Stored data entries:
--------------------

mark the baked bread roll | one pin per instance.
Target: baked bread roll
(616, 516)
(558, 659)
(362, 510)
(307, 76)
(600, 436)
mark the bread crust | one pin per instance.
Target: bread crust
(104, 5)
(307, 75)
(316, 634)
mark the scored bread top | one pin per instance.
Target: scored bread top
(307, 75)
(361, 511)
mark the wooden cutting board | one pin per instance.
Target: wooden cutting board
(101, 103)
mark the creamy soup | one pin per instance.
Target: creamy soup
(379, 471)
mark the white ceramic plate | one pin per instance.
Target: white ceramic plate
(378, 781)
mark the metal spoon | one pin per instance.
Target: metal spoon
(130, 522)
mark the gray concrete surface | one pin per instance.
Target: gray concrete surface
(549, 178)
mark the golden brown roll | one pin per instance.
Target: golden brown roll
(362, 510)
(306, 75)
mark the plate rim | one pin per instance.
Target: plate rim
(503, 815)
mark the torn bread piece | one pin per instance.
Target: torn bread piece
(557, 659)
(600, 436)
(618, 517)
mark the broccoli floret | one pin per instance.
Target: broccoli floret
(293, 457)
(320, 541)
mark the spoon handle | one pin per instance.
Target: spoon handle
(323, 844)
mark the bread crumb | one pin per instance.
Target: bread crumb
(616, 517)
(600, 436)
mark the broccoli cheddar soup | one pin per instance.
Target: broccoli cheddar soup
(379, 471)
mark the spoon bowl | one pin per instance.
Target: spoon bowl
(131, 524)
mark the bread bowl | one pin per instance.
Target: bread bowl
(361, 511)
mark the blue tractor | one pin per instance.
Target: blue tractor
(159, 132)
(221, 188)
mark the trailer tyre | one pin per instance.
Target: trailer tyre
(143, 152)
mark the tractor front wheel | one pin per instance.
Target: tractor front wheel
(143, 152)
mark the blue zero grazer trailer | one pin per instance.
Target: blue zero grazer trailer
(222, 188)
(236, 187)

--------------------

§ Requirement:
Each line above is to be repeated exactly.

§ Output for this task:
mark the baked bread roll | one pin per instance.
Target: baked bread roll
(616, 516)
(558, 659)
(362, 510)
(307, 76)
(600, 436)
mark the bread crust | one pin per instance.
Target: bread crust
(104, 5)
(307, 75)
(316, 634)
mark the scored bread top | one pin per instance.
Target: scored bread top
(307, 75)
(361, 511)
mark the wooden cutting board | one pin per instance.
Target: wooden cutting board
(101, 103)
mark the creamy soup | one pin per instance.
Target: creamy soup
(379, 471)
mark the white ceramic plate | one pin per instance.
Target: white ceramic plate
(378, 781)
mark the metal spoon | one pin per instance.
Target: metal spoon
(130, 522)
mark the gray concrete surface | one pin per instance.
Target: gray concrete surface
(549, 178)
mark the golden brown roll | one pin per instance.
Target: golden brown roll
(362, 510)
(306, 75)
mark the plate rim | one pin per instance.
Target: plate rim
(503, 815)
mark the torn bread piece | one pin per instance.
Target: torn bread piece
(557, 659)
(600, 436)
(618, 517)
mark the broccoli floret | one pin per instance.
Target: broccoli floret
(293, 457)
(320, 541)
mark the spoon handle | one pin per instance.
Target: spoon handle
(323, 844)
mark the bread crumb | one pin per instance.
Target: bread crumb
(616, 517)
(600, 436)
mark the broccoli cheddar soup | one pin per instance.
Target: broccoli cheddar soup
(379, 471)
mark the spoon bowl | one pin per instance.
Target: spoon bowl
(131, 524)
mark the bread bowl | one pin per instance.
Target: bread bowl
(361, 511)
mark the blue tractor | one pin per instance.
Target: blue tractor
(159, 132)
(221, 188)
mark the trailer tyre | one pin per instance.
Target: trailer tyre
(143, 152)
mark the tractor front wheel | one pin per instance.
Target: tractor front wheel
(143, 152)
mark the blue zero grazer trailer | one pin per instance.
Target: blue zero grazer trailer
(222, 188)
(236, 187)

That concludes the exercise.